» **SET PROBLEM**
Retype the lines below word for word, leaving out the pictures.

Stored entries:
——————
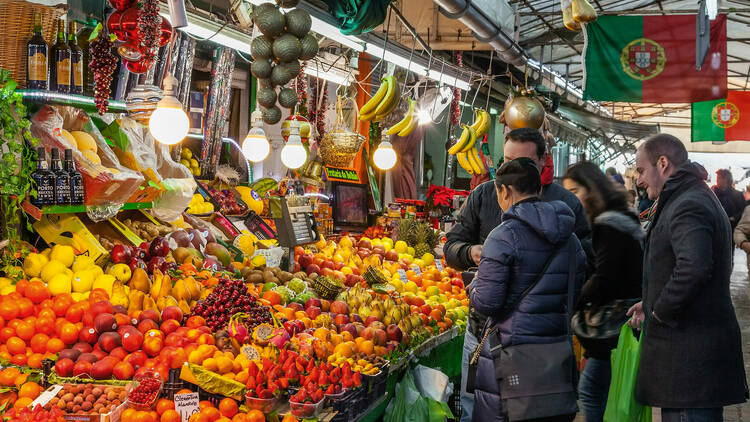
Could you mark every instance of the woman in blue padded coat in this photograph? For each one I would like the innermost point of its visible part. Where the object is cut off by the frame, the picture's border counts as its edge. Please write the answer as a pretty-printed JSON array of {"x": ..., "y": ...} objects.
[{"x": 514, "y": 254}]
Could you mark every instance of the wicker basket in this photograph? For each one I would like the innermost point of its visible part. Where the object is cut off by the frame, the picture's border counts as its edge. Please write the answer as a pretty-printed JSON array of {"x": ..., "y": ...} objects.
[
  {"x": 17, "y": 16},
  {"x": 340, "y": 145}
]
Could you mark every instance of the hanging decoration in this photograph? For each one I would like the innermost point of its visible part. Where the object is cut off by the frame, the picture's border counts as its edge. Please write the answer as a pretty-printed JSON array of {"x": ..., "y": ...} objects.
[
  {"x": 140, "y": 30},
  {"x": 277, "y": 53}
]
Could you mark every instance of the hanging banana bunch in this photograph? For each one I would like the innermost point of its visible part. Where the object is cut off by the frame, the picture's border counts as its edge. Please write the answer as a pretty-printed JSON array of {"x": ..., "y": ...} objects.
——————
» **THE OUTPUT**
Could you mark every instance of the woman in blue padded coat in this photograph? For each one I would like the innermost point of its visible part. Where the object is cut off by the frame, the picture's border counts as its edge. Please write the answer as a pretty-printed JSON array of {"x": ..., "y": ...} objects.
[{"x": 514, "y": 254}]
Could you mark every instance of the wicker basket in this photograph? For each one I would like the innermost point of its visible part. Where the object is cut off by the frame, the picture's border counts as its edge. Please write the answer as a pretty-printed JSON array of {"x": ..., "y": ...} objects.
[
  {"x": 17, "y": 16},
  {"x": 340, "y": 145}
]
Could you mark every instance of the hanging decoration in this photograph? For each one I would like the innermost point of its visible part. Where the object is cut off by the frame, the picture's border counts as its edge. Please write the answer as a pretty-printed JSON array of {"x": ..., "y": ...} objects.
[
  {"x": 140, "y": 30},
  {"x": 277, "y": 53}
]
Could you mark every instance of the hanging banana bunch in this photograph? For each one I would like the innermost point of its visible part. Where the object is cut off by the frame, the picture's border counts as its edge. Please write the answer as a pretty-printed JSON array of {"x": ..., "y": ...} objects.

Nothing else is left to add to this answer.